[Start of Attachment]
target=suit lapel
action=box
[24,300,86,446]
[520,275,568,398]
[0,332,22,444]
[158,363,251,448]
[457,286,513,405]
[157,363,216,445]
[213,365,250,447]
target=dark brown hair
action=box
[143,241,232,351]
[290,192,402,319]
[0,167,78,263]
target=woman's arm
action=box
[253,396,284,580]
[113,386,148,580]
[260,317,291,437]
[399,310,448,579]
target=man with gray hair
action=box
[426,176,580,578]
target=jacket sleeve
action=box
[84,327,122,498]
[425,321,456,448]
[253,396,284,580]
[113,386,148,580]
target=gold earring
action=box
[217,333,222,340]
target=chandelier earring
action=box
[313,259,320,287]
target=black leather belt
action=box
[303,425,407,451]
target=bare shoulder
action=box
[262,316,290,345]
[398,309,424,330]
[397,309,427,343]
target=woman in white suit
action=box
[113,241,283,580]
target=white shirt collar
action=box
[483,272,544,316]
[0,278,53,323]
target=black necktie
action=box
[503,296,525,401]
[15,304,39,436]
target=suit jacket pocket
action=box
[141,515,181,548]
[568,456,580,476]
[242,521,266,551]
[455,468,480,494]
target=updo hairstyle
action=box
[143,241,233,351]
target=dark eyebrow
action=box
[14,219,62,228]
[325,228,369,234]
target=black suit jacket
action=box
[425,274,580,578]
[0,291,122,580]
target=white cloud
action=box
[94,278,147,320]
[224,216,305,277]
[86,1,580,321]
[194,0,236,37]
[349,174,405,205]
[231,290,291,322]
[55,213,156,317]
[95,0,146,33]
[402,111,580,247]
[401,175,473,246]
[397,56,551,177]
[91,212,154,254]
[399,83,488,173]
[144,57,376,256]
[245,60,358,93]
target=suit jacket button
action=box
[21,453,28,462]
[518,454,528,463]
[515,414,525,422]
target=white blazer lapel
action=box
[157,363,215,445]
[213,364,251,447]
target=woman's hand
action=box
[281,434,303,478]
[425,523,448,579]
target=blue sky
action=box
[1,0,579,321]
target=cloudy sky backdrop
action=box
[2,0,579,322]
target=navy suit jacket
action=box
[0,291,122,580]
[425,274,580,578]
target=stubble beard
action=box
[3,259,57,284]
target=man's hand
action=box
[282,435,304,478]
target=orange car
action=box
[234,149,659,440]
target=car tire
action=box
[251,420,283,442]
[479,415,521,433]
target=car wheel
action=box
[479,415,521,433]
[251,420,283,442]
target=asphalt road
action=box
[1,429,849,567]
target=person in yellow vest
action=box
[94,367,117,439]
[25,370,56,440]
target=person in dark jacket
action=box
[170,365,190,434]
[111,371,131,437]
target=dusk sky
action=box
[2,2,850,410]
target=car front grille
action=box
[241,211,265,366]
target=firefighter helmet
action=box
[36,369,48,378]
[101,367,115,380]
[End of Attachment]
## Task details
Although the records may continue, retype only the lines from the first one through the one containing "target=woman's arm", exactly as they appear.

## Task result
target=suit lapel
action=box
[24,300,86,446]
[520,275,568,398]
[0,332,22,444]
[158,363,251,448]
[457,286,513,405]
[157,363,216,445]
[213,365,250,447]
target=dark brown hair
action=box
[143,241,232,351]
[290,192,402,319]
[0,167,78,263]
target=woman's arm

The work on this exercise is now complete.